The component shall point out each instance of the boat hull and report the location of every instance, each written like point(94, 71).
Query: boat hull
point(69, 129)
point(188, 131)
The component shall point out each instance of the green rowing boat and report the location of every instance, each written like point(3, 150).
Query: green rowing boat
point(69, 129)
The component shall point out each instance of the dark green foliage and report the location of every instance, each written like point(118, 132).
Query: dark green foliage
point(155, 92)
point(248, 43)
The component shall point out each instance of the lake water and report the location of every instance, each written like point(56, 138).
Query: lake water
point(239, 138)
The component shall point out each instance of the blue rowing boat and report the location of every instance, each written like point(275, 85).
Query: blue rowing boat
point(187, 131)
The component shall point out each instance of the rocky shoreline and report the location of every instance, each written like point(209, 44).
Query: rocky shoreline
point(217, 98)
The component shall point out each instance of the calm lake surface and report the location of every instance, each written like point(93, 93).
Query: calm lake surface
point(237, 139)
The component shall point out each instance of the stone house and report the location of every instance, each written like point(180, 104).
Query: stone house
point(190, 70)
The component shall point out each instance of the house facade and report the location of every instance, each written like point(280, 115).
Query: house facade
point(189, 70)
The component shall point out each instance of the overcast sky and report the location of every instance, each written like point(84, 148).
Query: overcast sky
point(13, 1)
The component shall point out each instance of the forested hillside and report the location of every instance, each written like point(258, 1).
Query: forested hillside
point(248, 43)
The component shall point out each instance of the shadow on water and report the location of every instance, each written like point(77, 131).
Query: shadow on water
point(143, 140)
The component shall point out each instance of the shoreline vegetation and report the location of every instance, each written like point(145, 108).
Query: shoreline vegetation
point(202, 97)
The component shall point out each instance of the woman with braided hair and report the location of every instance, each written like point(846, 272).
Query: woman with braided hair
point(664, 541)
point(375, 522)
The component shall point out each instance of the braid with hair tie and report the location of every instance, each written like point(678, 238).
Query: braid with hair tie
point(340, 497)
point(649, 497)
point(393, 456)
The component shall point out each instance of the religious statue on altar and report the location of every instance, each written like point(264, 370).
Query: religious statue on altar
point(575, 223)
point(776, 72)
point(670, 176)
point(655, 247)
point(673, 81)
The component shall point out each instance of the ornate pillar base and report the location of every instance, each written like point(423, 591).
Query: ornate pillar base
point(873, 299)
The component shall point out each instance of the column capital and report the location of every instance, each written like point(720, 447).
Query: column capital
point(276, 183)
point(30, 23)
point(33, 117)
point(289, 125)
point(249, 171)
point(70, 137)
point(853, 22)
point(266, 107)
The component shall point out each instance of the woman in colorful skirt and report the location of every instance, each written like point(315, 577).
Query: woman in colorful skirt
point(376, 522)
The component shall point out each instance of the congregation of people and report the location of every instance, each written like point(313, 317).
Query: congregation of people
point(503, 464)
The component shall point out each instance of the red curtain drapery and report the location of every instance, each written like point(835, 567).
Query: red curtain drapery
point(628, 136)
-------------------------
Exercise: Exactly the lines from the one containing "Query: congregation of people" through the end of the listing should be reproduced, both ends included and nothing more.

Task response:
Query: congregation of people
point(503, 464)
The component shall point out each instance of the red curtain drapery and report the location of every instance, each written like point(835, 567).
Query: red curtain drapery
point(628, 136)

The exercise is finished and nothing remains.